- **INFORMATION PROVIDED**:
◆ ◆ ◆ ◆

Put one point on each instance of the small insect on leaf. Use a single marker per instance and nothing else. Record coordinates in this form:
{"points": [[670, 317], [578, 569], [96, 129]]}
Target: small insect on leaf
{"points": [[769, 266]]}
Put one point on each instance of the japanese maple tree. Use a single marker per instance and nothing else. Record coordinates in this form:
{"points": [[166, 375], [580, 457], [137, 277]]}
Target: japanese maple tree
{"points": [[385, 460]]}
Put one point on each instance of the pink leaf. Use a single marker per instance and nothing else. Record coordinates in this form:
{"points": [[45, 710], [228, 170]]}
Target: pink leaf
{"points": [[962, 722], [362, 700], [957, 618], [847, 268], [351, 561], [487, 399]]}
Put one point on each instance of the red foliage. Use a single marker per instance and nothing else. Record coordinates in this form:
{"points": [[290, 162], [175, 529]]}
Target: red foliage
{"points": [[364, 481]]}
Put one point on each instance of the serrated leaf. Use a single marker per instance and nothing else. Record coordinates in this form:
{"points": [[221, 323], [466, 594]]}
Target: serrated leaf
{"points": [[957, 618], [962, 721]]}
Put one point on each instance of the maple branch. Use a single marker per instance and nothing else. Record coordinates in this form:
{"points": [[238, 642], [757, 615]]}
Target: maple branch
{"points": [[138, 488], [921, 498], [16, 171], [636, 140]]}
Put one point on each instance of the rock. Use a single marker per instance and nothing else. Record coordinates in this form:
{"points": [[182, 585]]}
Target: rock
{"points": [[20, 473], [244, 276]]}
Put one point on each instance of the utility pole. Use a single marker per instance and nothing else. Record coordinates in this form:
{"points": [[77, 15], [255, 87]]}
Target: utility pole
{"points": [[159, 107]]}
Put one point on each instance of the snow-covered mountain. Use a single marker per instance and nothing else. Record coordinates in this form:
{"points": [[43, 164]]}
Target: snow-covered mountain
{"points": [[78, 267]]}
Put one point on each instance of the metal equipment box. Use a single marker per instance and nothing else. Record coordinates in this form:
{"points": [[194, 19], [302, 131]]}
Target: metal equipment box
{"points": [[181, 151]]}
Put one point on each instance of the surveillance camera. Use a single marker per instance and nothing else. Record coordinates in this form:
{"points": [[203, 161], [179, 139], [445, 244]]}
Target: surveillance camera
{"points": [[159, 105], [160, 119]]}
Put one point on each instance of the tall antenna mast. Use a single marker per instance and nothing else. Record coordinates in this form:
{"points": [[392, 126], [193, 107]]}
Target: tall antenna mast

◆ ◆ ◆ ◆

- **INSTRUCTIONS TO FOLLOW**:
Word for word, restate all of the data shown above.

- **THE RESPONSE**:
Put one point on each instance of the small insect on leaf. Use a single marker per instance and nothing else. Record coordinates in this form:
{"points": [[670, 317], [578, 569], [96, 129]]}
Target: small insect on leaf
{"points": [[769, 266]]}
Put one point on each instance of the japanese maple tree. Use a single marker per instance and nothing else. Record coordinates in this form:
{"points": [[166, 375], [580, 457], [137, 277]]}
Target: japanese maple tree
{"points": [[385, 460]]}
Put one point on each instance of the pink leaf. Use a single marker per instance and nothing else. Record coordinates in this form:
{"points": [[45, 710], [228, 170]]}
Target: pink leaf
{"points": [[962, 722], [362, 700], [957, 618], [847, 268], [351, 561], [487, 399]]}
Put one point on each instance of the red foliage. Use a single marker per instance and nothing else. Record coordinates in this form:
{"points": [[290, 162], [175, 529]]}
Target: red foliage
{"points": [[364, 481]]}
Put one point on each instance of the serrated leaf. Use a single marker per instance and nothing else. Record coordinates in this form:
{"points": [[221, 323], [466, 594]]}
Target: serrated leaf
{"points": [[957, 618], [962, 721]]}
Put one point on each instance of the maple branch. Use a single marker per instance and nothing else. Record coordinates in this form:
{"points": [[238, 642], [757, 615]]}
Target: maple branch
{"points": [[138, 488], [921, 498], [16, 171], [636, 140]]}
Put one point on each instance of the rock. Use a single marker per instance and nothing else. Record coordinates in this form:
{"points": [[182, 585]]}
Target: rock
{"points": [[20, 473], [244, 276]]}
Put one point on each instance of the utility pole. Use a single marker per instance and nothing else. Record coordinates in this form:
{"points": [[77, 15], [255, 87]]}
Target: utility pole
{"points": [[159, 107]]}
Put one point on each instance of the snow-covered mountain. Use a single marker per instance and nothing else. Record coordinates in this form:
{"points": [[43, 164]]}
Target: snow-covered mountain
{"points": [[78, 267]]}
Put one point on each instance of the metal equipment box. Use a single marker per instance and nothing else. Record coordinates in this form:
{"points": [[194, 19], [302, 131]]}
Target: metal equipment box
{"points": [[181, 151]]}
Put one point on each instance of the surveillance camera. Use a single marker per instance and nothing else. Record coordinates in this form:
{"points": [[203, 161], [179, 139], [445, 244]]}
Target: surveillance camera
{"points": [[159, 105], [160, 119]]}
Put one point on each instance of the tall antenna mast. Use a single marker per instance and nothing else. Record coordinates in this form:
{"points": [[392, 126], [193, 107]]}
Target: tall antenna mast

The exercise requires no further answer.